-------- PASAJE PROPORCIONADO --------

Rusia y la revolución bolchevique: una historia llena de paradojas

El zar Nicolás II de Rusia y su familia, ejecutados después del triunfo de la revolución.

El zar Nicolás II de Rusia y su familia, ejecutados después del triunfo de la revolución.

Foto:AFP

Cien años que dan lecciones sobre un capítulo que contribuyó a moldear una de las grandes potencias.

La revolución rusa podría ser analizada como un episodio dentro de la historia de un pueblo. Eso pensaron los mismos rusos cuando presenciaron esos hechos, que alteraron la lógica que dirigía a ese imperio desde 1721 con el zar Pedro I. Sin embargo, más allá de ese hecho, la revolución produjo consecuencias en la sociedad internacional, alterando la economía, la cultura y la manera de concebir el Estado moderno.
Rusia fue eje central en la política europea durante los siglos XVIII y XIX bajo los liderazgos de varios zares, en especial Catalina II y su hijo Alejandro I. Este gran imperio tuvo que hacerle frente a Napoleón durante la invasión francesa, que marcó el fin del dominio galo en Europa. A partir de ese momento, los rusos jugaron un papel relevante en su reordenamiento y en la estructuración del equilibrio del poder que se estableció en el Congreso de Viena en 1815.
Es en ese nuevo periodo, con el triunfo del pueblo ruso sobre Francia, como se empieza a forjar la idea de un orgullo nacional que se materializa a través de la lengua rusa. Basta recordar que el idioma hablado por parte de la monarquía zarista hasta el siglo XVIII era el francés y al pueblo se le relegaba el idioma ruso, que no era otra cosa que un elemento distintivo de los siervos. Es muy notoria la mención realizada por León Tolstói en su novela Guerra y paz cuando la bella y noble Natacha Rostov y su hermano son invitados a compartir una velada con una familia de campesinos rusos. El impacto fue evidente. Natacha, al escuchar una balalaika –danza popular– se emociona. Fue el encuentro de dos mundos. No es anecdótico que el profesor británico y escritor de historia rusa Orlando Figes llame a una de los mejores historias culturales de ese país “el baile de Natacha”.

-------- DATOS MOSTRADOS --------

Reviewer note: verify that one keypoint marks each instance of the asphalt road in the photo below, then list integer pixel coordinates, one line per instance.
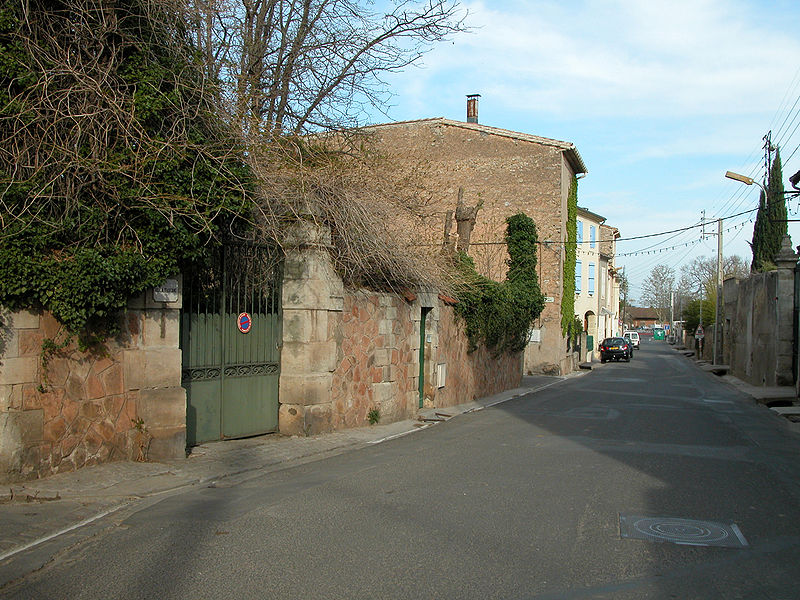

--------

Devuelve, copiado sin cambios, el fragmento del texto sobre la revolución rusa que va de "La revolución rusa" a "el Estado moderno.", ambos incluidos.

La revolución rusa podría ser analizada como un episodio dentro de la historia de un pueblo. Eso pensaron los mismos rusos cuando presenciaron esos hechos, que alteraron la lógica que dirigía a ese imperio desde 1721 con el zar Pedro I. Sin embargo, más allá de ese hecho, la revolución produjo consecuencias en la sociedad internacional, alterando la economía, la cultura y la manera de concebir el Estado moderno.